Work request:
What is needed here is an exact repetition of the records below, beginning at the line that has "x=266, y=55" and stopping after the line that has "x=261, y=243".

[[ Stored data open ]]

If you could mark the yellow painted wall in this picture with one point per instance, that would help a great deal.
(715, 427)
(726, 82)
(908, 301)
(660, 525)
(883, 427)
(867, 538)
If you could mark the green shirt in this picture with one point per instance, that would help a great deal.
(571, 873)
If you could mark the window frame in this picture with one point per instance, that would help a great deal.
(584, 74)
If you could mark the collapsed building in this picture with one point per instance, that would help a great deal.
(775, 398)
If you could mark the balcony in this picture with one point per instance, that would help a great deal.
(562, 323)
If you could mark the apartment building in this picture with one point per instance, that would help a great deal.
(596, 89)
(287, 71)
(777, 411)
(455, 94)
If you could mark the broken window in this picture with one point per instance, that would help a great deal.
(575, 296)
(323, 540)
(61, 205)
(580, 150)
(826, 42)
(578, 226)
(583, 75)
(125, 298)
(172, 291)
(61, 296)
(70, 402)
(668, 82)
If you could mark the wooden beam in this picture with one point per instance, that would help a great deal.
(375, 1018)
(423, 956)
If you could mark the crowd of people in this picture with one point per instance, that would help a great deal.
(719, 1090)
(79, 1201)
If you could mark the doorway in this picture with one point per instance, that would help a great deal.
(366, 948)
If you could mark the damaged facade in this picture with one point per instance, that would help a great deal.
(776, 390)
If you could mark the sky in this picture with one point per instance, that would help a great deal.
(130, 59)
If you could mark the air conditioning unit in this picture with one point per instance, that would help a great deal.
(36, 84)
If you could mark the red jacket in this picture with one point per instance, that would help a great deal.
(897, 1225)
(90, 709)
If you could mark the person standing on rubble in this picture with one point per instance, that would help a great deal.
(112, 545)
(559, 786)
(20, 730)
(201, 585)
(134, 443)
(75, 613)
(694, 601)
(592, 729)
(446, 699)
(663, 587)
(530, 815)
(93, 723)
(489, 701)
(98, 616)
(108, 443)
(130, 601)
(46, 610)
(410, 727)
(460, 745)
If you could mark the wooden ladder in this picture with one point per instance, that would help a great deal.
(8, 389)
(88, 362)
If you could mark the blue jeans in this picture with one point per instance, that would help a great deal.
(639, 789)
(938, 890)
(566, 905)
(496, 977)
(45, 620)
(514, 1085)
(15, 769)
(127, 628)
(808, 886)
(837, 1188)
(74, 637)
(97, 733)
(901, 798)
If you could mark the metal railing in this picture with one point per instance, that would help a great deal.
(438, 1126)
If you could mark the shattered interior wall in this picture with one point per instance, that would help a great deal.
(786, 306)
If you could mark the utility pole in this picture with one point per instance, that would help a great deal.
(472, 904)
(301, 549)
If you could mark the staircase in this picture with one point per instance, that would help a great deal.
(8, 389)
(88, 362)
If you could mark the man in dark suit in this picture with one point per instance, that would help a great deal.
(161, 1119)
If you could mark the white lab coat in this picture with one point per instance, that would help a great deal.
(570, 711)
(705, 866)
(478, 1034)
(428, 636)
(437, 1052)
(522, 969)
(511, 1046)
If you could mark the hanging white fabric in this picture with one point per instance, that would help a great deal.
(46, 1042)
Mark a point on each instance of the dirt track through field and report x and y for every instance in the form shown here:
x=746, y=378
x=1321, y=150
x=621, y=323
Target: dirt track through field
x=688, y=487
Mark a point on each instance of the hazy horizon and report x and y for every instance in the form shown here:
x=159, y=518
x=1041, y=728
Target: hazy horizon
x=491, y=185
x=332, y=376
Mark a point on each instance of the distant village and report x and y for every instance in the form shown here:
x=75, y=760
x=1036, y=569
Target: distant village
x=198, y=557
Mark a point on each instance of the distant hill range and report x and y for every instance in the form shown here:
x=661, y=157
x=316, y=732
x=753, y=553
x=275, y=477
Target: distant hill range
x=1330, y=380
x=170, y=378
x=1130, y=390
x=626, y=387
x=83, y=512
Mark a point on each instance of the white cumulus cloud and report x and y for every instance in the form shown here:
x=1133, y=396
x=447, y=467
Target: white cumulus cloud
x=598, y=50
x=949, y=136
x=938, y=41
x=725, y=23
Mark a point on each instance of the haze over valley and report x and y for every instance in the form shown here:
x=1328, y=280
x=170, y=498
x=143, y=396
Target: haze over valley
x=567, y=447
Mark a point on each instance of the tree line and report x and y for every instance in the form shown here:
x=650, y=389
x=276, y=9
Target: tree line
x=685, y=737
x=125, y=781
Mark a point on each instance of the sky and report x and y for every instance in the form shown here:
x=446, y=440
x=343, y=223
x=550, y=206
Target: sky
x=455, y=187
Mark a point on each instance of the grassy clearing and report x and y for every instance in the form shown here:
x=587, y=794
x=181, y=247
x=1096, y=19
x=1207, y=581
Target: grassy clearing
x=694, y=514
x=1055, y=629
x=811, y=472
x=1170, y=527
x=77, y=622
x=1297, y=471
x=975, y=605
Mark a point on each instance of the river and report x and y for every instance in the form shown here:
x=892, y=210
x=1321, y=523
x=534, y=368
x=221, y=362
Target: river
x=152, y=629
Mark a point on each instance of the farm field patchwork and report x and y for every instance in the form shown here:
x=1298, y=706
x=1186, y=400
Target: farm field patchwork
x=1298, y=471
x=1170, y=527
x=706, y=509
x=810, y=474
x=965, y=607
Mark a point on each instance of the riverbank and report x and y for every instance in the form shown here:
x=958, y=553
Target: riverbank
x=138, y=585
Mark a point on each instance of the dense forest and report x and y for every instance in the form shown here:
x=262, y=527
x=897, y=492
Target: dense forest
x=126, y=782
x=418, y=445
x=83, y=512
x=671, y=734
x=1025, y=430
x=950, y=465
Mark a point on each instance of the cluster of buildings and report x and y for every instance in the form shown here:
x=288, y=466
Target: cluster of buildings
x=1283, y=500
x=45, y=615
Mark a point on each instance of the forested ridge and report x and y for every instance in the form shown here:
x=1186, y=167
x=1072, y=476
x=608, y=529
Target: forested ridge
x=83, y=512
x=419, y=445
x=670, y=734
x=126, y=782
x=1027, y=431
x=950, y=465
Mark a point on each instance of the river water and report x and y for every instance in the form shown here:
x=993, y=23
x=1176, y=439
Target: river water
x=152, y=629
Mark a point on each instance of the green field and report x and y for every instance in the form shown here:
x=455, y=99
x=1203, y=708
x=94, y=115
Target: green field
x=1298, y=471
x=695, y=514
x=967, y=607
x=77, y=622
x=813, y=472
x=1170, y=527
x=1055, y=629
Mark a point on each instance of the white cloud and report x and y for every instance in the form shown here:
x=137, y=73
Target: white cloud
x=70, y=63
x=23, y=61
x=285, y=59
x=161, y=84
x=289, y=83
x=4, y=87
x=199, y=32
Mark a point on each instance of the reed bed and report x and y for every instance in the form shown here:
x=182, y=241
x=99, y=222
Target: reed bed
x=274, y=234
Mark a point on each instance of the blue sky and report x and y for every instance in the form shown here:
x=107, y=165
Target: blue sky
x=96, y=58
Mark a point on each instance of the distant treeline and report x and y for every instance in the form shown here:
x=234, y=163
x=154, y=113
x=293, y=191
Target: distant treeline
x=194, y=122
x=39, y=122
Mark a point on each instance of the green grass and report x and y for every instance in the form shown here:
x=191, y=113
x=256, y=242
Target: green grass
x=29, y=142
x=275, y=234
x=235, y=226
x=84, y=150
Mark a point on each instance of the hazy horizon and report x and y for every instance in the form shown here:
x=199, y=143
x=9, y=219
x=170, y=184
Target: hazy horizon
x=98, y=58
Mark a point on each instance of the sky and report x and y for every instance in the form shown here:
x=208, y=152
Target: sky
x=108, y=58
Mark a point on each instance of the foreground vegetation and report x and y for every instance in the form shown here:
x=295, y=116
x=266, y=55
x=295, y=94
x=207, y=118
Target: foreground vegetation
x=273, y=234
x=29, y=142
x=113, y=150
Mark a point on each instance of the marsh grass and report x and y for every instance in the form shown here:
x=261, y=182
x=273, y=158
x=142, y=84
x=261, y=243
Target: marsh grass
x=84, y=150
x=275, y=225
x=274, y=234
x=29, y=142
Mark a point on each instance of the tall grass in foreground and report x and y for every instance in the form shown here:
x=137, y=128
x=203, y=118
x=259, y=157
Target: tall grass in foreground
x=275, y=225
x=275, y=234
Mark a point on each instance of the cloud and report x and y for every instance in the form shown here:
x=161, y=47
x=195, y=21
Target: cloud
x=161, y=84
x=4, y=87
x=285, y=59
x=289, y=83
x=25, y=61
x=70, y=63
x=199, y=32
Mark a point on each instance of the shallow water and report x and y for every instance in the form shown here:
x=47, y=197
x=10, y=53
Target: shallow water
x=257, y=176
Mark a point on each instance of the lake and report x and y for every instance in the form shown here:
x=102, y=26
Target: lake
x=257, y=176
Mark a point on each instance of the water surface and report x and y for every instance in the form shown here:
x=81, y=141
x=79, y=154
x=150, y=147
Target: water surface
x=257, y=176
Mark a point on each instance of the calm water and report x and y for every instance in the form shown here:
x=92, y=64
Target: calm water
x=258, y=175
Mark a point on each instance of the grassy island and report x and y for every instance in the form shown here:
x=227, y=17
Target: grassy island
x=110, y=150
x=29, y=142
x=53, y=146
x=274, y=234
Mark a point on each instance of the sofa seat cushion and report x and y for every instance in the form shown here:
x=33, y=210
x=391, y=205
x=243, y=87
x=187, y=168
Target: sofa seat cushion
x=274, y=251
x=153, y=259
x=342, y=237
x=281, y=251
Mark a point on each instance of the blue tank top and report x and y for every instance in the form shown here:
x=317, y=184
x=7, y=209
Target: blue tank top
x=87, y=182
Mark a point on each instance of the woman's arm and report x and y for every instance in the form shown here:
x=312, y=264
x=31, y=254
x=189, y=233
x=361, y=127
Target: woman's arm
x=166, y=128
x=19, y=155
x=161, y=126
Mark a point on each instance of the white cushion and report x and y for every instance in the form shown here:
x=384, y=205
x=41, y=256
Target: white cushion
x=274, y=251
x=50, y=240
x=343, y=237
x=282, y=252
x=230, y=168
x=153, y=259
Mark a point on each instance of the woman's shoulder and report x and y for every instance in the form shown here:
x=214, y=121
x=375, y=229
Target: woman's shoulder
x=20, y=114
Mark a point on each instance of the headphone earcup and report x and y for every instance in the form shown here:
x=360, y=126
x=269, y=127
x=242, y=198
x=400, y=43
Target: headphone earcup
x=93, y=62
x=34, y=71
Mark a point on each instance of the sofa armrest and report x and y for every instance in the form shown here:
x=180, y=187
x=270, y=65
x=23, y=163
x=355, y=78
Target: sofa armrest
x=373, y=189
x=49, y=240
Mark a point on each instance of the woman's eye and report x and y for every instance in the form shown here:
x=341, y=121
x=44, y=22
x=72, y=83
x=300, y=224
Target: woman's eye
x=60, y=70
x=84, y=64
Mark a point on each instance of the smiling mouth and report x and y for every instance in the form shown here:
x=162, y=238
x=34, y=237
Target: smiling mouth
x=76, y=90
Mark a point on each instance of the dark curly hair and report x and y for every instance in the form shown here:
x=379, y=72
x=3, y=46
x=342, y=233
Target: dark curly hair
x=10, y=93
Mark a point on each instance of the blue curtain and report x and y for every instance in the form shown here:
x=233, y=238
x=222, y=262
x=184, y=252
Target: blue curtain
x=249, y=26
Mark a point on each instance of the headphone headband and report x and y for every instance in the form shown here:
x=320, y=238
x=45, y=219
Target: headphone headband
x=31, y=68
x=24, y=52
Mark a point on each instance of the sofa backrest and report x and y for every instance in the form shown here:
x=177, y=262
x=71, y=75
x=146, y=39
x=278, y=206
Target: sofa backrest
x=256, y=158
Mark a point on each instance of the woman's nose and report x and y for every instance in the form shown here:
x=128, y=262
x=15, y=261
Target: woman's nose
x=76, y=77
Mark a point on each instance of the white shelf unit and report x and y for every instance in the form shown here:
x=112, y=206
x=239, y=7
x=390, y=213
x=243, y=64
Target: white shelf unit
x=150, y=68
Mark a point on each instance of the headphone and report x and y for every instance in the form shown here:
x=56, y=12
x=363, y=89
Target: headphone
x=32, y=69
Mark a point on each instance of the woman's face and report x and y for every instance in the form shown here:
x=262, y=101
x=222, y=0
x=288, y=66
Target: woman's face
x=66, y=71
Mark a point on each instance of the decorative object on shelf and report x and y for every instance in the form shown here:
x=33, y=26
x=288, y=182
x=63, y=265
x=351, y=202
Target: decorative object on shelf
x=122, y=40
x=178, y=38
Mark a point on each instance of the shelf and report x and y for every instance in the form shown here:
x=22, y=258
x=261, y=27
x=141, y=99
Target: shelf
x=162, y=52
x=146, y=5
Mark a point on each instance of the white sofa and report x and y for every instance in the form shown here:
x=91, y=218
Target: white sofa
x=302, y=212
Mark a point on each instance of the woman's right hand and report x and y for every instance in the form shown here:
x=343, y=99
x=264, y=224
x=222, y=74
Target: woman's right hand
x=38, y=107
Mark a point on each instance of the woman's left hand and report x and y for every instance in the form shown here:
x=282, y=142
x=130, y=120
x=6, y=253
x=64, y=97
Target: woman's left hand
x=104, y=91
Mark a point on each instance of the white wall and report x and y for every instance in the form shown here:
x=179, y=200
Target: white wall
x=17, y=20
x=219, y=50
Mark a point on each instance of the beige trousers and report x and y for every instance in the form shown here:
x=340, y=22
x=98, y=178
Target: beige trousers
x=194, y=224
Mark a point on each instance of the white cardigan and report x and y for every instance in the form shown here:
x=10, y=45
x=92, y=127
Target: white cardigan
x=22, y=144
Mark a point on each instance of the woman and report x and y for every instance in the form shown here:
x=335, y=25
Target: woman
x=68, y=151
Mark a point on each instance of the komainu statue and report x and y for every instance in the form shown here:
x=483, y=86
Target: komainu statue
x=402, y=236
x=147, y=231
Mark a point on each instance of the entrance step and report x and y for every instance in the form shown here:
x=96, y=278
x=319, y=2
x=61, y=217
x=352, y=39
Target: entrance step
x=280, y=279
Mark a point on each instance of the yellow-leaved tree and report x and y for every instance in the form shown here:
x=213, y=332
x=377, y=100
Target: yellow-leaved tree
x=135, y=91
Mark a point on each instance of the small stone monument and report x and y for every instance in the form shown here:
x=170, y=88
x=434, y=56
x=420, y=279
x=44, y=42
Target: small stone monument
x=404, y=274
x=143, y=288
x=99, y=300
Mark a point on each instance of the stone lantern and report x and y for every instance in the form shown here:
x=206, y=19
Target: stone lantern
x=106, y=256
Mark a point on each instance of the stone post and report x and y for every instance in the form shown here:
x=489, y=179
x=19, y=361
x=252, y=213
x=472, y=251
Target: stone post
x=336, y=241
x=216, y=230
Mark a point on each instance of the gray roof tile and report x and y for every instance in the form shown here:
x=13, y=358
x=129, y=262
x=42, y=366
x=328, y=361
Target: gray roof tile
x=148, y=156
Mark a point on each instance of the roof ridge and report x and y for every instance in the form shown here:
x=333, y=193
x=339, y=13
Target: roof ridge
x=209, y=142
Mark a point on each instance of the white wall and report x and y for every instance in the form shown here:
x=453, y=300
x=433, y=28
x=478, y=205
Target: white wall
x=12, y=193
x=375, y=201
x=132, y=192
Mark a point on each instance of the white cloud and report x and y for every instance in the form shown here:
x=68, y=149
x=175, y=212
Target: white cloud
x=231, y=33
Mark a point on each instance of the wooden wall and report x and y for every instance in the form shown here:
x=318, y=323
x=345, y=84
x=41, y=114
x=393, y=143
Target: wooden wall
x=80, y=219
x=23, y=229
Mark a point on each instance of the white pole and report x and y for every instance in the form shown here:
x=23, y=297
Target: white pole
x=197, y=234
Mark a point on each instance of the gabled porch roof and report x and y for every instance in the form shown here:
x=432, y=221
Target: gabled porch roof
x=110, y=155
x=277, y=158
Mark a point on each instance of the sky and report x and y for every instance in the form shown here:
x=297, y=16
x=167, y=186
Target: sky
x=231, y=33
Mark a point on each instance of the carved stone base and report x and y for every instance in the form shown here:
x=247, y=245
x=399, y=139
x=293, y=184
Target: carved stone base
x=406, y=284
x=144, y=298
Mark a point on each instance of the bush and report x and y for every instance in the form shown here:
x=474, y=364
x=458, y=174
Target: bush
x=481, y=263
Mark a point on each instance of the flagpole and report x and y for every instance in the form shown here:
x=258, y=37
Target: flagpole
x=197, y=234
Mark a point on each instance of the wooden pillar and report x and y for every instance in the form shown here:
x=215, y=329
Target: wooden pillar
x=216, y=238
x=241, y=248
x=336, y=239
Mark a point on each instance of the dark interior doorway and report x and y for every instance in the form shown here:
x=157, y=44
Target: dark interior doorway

[[ Stored data closed ]]

Exercise output:
x=266, y=55
x=295, y=94
x=207, y=118
Target: foreground vegetation
x=273, y=234
x=29, y=142
x=113, y=150
Mark a point on each instance of the marsh grass and report x and y for every instance in the form shown here:
x=261, y=182
x=273, y=158
x=142, y=84
x=261, y=243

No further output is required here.